◆ Task statement ◆
Express every line of the entries below as a numbered list, omitting any blank lines.

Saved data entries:

===============

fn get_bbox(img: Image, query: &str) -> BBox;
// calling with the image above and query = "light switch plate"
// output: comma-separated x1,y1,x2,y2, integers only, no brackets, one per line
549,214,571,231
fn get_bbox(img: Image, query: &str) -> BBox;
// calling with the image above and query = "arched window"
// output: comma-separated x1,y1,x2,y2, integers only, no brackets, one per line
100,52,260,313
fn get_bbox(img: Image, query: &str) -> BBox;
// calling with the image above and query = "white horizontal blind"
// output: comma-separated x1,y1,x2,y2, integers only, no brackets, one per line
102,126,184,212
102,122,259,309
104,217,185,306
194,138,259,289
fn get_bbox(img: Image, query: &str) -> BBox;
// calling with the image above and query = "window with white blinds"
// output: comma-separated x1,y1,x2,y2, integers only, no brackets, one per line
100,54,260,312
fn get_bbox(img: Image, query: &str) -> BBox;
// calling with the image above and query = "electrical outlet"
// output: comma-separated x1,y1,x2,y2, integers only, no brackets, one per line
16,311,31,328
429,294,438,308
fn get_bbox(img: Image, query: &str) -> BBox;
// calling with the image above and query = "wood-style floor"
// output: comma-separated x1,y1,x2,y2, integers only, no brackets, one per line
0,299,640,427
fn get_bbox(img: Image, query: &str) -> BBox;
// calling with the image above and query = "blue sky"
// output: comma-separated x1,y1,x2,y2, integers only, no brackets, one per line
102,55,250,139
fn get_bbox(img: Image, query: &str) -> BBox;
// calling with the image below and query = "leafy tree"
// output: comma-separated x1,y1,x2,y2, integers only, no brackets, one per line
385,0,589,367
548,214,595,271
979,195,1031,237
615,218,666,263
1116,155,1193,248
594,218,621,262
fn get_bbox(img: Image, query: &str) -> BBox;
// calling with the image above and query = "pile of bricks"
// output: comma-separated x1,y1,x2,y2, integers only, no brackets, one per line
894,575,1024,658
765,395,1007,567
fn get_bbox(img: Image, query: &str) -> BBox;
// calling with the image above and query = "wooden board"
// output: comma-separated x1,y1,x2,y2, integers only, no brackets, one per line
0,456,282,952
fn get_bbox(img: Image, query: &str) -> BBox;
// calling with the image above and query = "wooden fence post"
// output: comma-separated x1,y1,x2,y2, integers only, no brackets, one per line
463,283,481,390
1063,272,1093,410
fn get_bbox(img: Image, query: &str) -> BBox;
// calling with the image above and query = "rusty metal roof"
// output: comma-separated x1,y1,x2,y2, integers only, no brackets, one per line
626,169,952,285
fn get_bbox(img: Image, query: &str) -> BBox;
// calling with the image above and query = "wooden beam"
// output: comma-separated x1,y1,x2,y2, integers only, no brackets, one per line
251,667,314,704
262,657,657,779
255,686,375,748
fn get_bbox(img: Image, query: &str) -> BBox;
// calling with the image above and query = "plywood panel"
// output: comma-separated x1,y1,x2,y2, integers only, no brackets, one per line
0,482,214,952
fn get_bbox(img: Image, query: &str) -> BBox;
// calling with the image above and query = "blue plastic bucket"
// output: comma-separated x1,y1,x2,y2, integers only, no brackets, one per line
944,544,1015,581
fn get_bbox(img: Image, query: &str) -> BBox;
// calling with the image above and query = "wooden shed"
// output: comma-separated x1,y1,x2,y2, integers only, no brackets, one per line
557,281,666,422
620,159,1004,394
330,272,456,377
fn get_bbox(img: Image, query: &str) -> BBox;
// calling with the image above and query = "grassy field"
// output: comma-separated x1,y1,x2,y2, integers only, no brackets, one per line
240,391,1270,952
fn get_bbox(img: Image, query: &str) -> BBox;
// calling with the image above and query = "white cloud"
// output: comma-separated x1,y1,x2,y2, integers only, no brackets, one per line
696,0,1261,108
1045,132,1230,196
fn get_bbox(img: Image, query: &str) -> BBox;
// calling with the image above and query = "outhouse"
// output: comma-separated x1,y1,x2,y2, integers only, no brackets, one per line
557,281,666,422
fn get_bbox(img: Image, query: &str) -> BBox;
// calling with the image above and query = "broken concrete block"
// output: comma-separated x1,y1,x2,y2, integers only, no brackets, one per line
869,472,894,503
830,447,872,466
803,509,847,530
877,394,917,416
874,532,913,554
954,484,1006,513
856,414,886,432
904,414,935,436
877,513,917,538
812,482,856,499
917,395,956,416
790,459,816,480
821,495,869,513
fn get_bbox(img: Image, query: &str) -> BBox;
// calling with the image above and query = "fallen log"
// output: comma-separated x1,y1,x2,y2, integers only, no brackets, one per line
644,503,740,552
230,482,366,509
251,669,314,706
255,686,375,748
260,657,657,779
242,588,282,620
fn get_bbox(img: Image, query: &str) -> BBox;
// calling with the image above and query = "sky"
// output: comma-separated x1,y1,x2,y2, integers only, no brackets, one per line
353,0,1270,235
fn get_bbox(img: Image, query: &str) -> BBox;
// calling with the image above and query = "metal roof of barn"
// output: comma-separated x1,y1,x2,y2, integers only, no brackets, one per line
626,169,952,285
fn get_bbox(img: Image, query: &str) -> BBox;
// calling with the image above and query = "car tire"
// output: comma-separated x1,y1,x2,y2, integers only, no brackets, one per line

===============

◆ Finished answer ◆
1. fn get_bbox(img: Image, query: &str) -> BBox;
2. // calling with the image above and query = "light switch plate"
3. // output: comma-separated x1,y1,x2,y2, integers only, no brackets, one per line
4. 549,214,571,231
5. fn get_bbox(img: Image, query: &str) -> BBox;
6. // calling with the image above and query = "arched window"
7. // output: comma-separated x1,y1,x2,y2, integers only, no brackets, one per line
8. 100,52,260,313
9. fn get_bbox(img: Image, query: &str) -> BBox;
10. // calling with the image above and query = "white horizontal blind"
11. // output: comma-separated x1,y1,x2,y2, integers only, no brackets, one per line
12. 102,126,184,212
13. 102,122,259,309
14. 104,217,185,306
15. 194,138,259,289
16. fn get_bbox(img: Image, query: &str) -> BBox;
17. // calling with the image above and query = "window with white blinds"
18. // output: comma-separated x1,y1,x2,y2, integers only, no brackets, one per line
19. 100,54,260,312
20. fn get_bbox(img: Image, query: &str) -> BBox;
21. // calling with the image above and query = "electrical outlet"
22. // output: comma-separated x1,y1,x2,y2, integers only, no brackets, one per line
23. 16,311,31,328
24. 429,294,438,308
25. fn get_bbox(img: Image, query: &str) -> BBox;
26. // calling with the image above and query = "wood-style floor"
27. // output: comma-separated x1,y1,x2,y2, integers only, no brackets, one per line
28. 0,299,640,427
29. fn get_bbox(img: Image, query: &str) -> BBox;
30. // calling with the image above and query = "blue sky"
31. // output: comma-separated x1,y1,x2,y2, integers only, no brackets, one per line
32. 102,55,250,139
33. fn get_bbox(img: Image, query: &str) -> BBox;
34. // calling with the image below and query = "leafy tree"
35. // output: comma-separated x1,y1,x2,y2, integers only, no brackets, one per line
36. 385,0,589,367
37. 548,214,595,271
38. 979,195,1031,237
39. 615,218,666,263
40. 1116,155,1193,248
41. 594,218,621,262
42. fn get_bbox(img: Image, query: &str) -> BBox;
43. // calling with the image above and query = "pile of bricks"
44. // output: comma-separated x1,y1,x2,y2, integers only, no brackets, one per line
45. 894,575,1024,658
46. 765,395,1007,567
47. fn get_bbox(img: Image, query: &str) -> BBox;
48. // calling with the image above and query = "wooden board"
49. // output: comma-separated x1,y1,x2,y2, integers only, no brackets, one per line
50. 0,456,282,952
51. fn get_bbox(img: Image, query: &str) -> BBox;
52. // calling with the image above and query = "wooden fence post"
53. // output: comma-separated x1,y1,x2,y2, integers only, no brackets, one per line
54. 463,283,481,390
55. 1063,272,1093,410
56. fn get_bbox(img: Image, query: &str) -> BBox;
57. // calling with the image above and query = "rusty metal roof"
58. // output: comma-separated x1,y1,x2,y2, integers only, no brackets, one per line
59. 626,169,952,285
60. fn get_bbox(img: Image, query: &str) -> BBox;
61. // calling with the image above and query = "wooden beam"
62. // output: comma-separated x1,y1,x2,y2, integers only, no brackets, one per line
63. 251,667,314,704
64. 262,657,657,779
65. 255,686,375,748
66. fn get_bbox(img: Image, query: &str) -> BBox;
67. // calling with the image above and query = "plywood panel"
68. // output: comma-separated x1,y1,x2,y2, integers only, no brackets, one per line
69. 0,482,214,952
70. fn get_bbox(img: Image, query: &str) -> BBox;
71. // calling with the image above and query = "blue plastic bucket"
72. // output: comma-separated x1,y1,x2,y2, integers only, no brackets, one per line
73. 944,544,1015,581
74. fn get_bbox(img: Image, query: &str) -> BBox;
75. // calling with the image above and query = "wooden shed"
76. // output: comma-separated x1,y1,x2,y2, integers only, no brackets, one per line
77. 557,281,666,422
78. 620,159,1004,394
79. 330,272,456,377
80. fn get_bbox(img: Image, query: &str) -> BBox;
81. // calling with the image above and query = "grassy field"
82. // output: comma-separated x1,y1,x2,y2, integers only, no brackets, one per line
83. 240,391,1270,952
84. fn get_bbox(img: Image, query: &str) -> BBox;
85. // calling with the image above and query = "white cloud"
86. // output: comma-separated x1,y1,x2,y2, integers only, no brackets, one per line
87. 696,0,1261,108
88. 1045,132,1230,196
89. fn get_bbox(img: Image, query: &str) -> BBox;
90. // calling with the image above and query = "outhouse"
91. // output: comma-separated x1,y1,x2,y2, integers only, no brackets, one per line
92. 557,281,666,422
93. fn get_bbox(img: Image, query: &str) -> BBox;
94. // calling with the image above and query = "broken concrete block"
95. // output: comma-separated x1,y1,x2,y2, integers only, no brackets, one per line
96. 869,472,894,503
97. 830,447,872,466
98. 803,509,847,530
99. 877,394,917,416
100. 874,532,913,554
101. 954,484,1006,513
102. 856,414,886,432
103. 904,414,935,436
104. 877,513,917,538
105. 812,482,856,499
106. 917,395,956,416
107. 790,459,816,480
108. 821,495,869,513
109. fn get_bbox(img: Image, query: &str) -> BBox;
110. // calling with the image above and query = "fallen log"
111. // output: comma-separated x1,y1,x2,y2, integers only, no brackets, one per line
112. 644,503,740,552
113. 230,482,366,509
114. 251,669,314,706
115. 255,686,375,748
116. 260,657,657,779
117. 242,588,282,620
118. fn get_bbox(img: Image, query: &str) -> BBox;
119. // calling with the image above and query = "sky"
120. // output: comma-separated x1,y1,x2,y2, integers only, no brackets, one per line
121. 353,0,1270,235
122. fn get_bbox(img: Image, query: &str) -> BBox;
123. // calling with the image above and query = "metal roof of barn"
124. // output: comma-separated x1,y1,x2,y2, integers only, no brackets, one per line
125. 626,169,952,285
126. fn get_bbox(img: Image, query: &str) -> BBox;
127. // calling with the image above and query = "car tire"
128. // output: comma-separated x1,y1,x2,y2, integers only, no brackets, one per line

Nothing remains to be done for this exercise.